Teks Tersedia.
================
Pages

17 July 2012

Ayah,anak dan burung gagak

Pada suatu petang seorang tua
bersama anak mudanya yang
baru menamatkan pendidikan
tinggi duduk berbincang-
bincang di halaman sambil

memperhatikan suasana di sekitar mereka. Tiba-tiba seekor burung gagak
hinggap di ranting pokok
berhampiran. Si ayah
lalumenuding jari ke arah
gagak sambil bertanya, “Nak, apakah benda itu?” “Burung gagak”, jawab si
anak. Si ayah mengangguk-angguk,
namun sejurus kemudian
sekali lagi mengulangi
pertanyaan yang sama. Si
anak menyangka ayahnya
kurang mendengar jawabannya tadi, lalu
menjawab dengan sedikit
kuat, “Itu burung gagak, Ayah!” Tetapi sejurus kemudian si
ayah bertanya lagi
pertanyaan yang sama. Si anak merasa agak keliru
dan sedikit bingung dengan
pertanyaan yang sama
diulang-ulang, lalu menjawab
dengan lebih kuat, “BURUNG GAGAK!!” Si ayah
terdiam seketika. Namun tidak lama kemudian
sekali lagi sang ayah
mengajukan pertanyaan yang
serupa hingga membuat si
anak hilang kesabaran dan
menjawab dengan nada yang kesal kepada si ayah, “Itu gagak, Ayah.” Tetapi
agak mengejutkan si anak,
karena si ayah sekali lagi
membuka mulut hanya untuk
bertanya hal yang sama. Dan
kali ini si anak benar-benar hilang sabar dan menjadi
marah. “Ayah!!! Saya tak tahu Ayah
paham atau tidak. Tapi sudah
5 kali Ayah bertanya soal hal
tersebut dan saya sudah juga
memberikan jawabannya.
================
Tantangan a. Tentukan apakah setiap pernyataan berikut sesuai dengan cerita tentang ayah, anak, dan burung gagak. Jawab ya atau tidak, lalu kutip persis kata-kata dari cerita yang menentukannya: (i) Si anak baru saja menamatkan pendidikan tinggi. (ii) Burung gagak itu hinggap di atap rumah. (iii) Ketika menjawab untuk kedua kalinya, si anak berbicara dengan suara pelan.
Teks di atas dan baris-baris berikut diambil dari sumber yang berlainan.
================
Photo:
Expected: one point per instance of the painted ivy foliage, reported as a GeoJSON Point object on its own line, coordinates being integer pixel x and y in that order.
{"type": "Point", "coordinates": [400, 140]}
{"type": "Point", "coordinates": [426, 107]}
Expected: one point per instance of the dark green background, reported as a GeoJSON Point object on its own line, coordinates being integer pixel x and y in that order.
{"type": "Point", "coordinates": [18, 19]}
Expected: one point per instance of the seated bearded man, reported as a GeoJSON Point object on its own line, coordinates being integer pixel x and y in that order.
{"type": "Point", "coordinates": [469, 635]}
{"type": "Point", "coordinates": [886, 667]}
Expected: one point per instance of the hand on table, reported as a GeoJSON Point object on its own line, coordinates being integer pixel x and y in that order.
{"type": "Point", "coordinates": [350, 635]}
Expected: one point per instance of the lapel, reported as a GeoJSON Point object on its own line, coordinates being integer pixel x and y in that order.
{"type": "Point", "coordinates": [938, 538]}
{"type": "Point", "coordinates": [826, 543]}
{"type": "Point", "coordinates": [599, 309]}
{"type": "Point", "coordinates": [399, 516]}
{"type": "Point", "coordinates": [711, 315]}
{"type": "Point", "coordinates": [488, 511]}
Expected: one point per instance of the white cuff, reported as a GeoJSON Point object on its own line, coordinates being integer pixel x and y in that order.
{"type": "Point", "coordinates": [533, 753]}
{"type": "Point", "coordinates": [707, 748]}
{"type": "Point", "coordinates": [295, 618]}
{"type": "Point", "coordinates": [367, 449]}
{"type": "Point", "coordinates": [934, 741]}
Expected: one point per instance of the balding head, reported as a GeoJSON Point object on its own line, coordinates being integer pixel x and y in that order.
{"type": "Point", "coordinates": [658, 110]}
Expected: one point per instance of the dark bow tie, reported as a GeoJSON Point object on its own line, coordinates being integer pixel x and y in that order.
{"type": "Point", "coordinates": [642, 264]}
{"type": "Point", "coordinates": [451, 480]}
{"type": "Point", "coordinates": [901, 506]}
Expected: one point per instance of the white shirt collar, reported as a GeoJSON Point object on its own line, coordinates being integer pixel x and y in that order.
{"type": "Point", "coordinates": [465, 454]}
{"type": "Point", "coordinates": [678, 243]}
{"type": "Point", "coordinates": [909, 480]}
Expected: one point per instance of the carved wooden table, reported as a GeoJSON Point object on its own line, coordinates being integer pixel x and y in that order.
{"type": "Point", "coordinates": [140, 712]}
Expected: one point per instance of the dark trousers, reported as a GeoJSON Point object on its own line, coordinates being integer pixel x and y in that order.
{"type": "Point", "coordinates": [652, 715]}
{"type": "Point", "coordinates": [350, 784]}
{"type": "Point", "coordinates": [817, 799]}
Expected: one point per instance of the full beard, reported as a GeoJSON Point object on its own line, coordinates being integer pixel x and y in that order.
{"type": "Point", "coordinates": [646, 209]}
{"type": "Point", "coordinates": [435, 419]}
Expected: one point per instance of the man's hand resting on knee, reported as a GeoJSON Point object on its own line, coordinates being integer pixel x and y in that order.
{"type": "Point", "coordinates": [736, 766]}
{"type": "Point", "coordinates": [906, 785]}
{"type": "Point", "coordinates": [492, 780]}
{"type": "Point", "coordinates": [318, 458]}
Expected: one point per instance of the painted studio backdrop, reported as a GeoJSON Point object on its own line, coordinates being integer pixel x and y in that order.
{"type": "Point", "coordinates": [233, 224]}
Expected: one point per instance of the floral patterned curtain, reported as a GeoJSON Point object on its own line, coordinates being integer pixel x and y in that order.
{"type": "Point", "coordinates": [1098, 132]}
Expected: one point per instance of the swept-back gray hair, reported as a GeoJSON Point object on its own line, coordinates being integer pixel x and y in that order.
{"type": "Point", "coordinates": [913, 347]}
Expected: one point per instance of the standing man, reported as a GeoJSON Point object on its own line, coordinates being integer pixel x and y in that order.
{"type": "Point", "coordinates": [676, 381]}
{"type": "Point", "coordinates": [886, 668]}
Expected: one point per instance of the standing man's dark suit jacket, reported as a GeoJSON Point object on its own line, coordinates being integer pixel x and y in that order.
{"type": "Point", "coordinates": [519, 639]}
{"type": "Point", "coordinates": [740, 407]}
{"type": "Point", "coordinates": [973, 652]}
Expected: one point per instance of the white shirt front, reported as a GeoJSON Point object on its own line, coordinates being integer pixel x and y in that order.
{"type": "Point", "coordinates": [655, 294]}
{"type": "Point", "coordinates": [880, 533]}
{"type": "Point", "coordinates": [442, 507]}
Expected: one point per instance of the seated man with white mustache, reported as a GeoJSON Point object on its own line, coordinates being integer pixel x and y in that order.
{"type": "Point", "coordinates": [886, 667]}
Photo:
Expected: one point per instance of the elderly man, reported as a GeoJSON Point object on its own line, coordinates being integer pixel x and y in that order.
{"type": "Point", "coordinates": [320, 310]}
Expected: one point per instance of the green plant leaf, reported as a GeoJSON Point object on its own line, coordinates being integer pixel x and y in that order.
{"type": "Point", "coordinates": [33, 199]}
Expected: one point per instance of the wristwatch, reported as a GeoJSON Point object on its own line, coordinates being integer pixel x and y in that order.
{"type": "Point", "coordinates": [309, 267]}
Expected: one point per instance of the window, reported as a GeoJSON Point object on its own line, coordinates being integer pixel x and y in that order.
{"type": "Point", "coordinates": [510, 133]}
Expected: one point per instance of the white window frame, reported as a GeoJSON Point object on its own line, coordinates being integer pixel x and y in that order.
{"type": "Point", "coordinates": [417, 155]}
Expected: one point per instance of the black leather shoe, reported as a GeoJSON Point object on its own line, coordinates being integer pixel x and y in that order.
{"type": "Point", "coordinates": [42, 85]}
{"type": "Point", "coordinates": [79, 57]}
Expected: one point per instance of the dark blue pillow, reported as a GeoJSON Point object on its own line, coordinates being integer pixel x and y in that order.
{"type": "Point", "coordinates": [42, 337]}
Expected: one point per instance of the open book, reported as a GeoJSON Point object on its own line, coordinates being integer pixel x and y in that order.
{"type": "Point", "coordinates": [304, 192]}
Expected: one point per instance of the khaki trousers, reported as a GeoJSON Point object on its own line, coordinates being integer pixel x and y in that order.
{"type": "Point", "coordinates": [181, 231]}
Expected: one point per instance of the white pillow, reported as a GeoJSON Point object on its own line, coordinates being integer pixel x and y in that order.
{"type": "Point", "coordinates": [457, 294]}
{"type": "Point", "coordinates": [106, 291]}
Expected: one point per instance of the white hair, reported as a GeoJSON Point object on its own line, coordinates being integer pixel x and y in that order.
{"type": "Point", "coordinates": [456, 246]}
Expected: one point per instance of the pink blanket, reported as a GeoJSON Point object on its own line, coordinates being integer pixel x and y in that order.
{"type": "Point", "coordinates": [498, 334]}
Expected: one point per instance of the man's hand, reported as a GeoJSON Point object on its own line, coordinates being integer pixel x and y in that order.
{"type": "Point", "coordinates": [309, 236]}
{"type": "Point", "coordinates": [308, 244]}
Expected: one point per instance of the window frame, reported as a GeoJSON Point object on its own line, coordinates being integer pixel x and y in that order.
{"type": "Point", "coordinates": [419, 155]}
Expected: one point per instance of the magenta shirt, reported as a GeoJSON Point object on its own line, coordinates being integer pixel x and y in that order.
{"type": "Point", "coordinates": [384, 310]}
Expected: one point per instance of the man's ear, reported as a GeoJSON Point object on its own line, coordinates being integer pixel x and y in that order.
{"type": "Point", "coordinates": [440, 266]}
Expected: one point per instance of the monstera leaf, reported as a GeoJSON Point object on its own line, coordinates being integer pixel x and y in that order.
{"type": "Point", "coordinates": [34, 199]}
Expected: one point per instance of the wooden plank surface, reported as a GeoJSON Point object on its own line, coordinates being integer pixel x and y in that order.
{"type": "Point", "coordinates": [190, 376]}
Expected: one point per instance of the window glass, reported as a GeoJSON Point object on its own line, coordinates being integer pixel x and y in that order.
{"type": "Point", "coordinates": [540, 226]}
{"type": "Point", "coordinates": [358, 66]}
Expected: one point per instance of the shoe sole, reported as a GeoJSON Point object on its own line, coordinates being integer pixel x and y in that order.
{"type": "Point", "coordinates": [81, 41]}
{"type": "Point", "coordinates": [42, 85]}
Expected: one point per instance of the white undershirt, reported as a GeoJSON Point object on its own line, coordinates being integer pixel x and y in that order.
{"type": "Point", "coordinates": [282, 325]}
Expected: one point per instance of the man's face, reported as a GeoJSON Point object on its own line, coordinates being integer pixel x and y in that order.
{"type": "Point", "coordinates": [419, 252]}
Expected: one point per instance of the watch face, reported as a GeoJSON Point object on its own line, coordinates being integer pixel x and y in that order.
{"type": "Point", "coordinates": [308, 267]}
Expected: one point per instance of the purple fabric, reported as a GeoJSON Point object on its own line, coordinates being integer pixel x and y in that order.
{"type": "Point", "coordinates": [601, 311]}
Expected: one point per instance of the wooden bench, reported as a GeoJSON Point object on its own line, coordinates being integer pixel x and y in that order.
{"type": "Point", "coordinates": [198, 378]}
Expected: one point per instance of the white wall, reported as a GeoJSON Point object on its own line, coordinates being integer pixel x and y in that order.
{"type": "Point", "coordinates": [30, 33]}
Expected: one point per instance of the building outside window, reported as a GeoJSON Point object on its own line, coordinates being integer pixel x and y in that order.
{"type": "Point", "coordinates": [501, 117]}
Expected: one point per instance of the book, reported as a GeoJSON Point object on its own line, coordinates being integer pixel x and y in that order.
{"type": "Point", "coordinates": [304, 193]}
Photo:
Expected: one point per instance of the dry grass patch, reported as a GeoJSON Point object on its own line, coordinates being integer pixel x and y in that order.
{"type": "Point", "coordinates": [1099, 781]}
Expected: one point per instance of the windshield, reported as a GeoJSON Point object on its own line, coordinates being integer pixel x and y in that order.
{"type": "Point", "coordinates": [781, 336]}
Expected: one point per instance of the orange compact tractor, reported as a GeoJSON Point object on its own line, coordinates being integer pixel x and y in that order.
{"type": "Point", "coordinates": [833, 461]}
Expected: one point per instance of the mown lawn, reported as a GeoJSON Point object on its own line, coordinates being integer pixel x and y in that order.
================
Tantangan b. Tolong salin persis baris-baris di atas, mulai dari baris yang memuat "Expected: one point per instance of the windshield, reported" hingga baris terakhir dari baris-baris itu, kedua ujungnya ikut disalin.

Jawaban Akhir a.
(i) Ya: "baru menamatkan pendidikan tinggi"
(ii) Tidak: "hinggap di ranting pokok berhampiran"
(iii) Tidak: "menjawab dengan sedikit kuat"

Jawaban Akhir b.
Expected: one point per instance of the windshield, reported as a GeoJSON Point object on its own line, coordinates being integer pixel x and y in that order.
{"type": "Point", "coordinates": [781, 336]}
Expected: one point per instance of the orange compact tractor, reported as a GeoJSON Point object on its own line, coordinates being integer pixel x and y in that order.
{"type": "Point", "coordinates": [833, 461]}
Expected: one point per instance of the mown lawn, reported as a GeoJSON Point object on its own line, coordinates being integer pixel x and y in that order.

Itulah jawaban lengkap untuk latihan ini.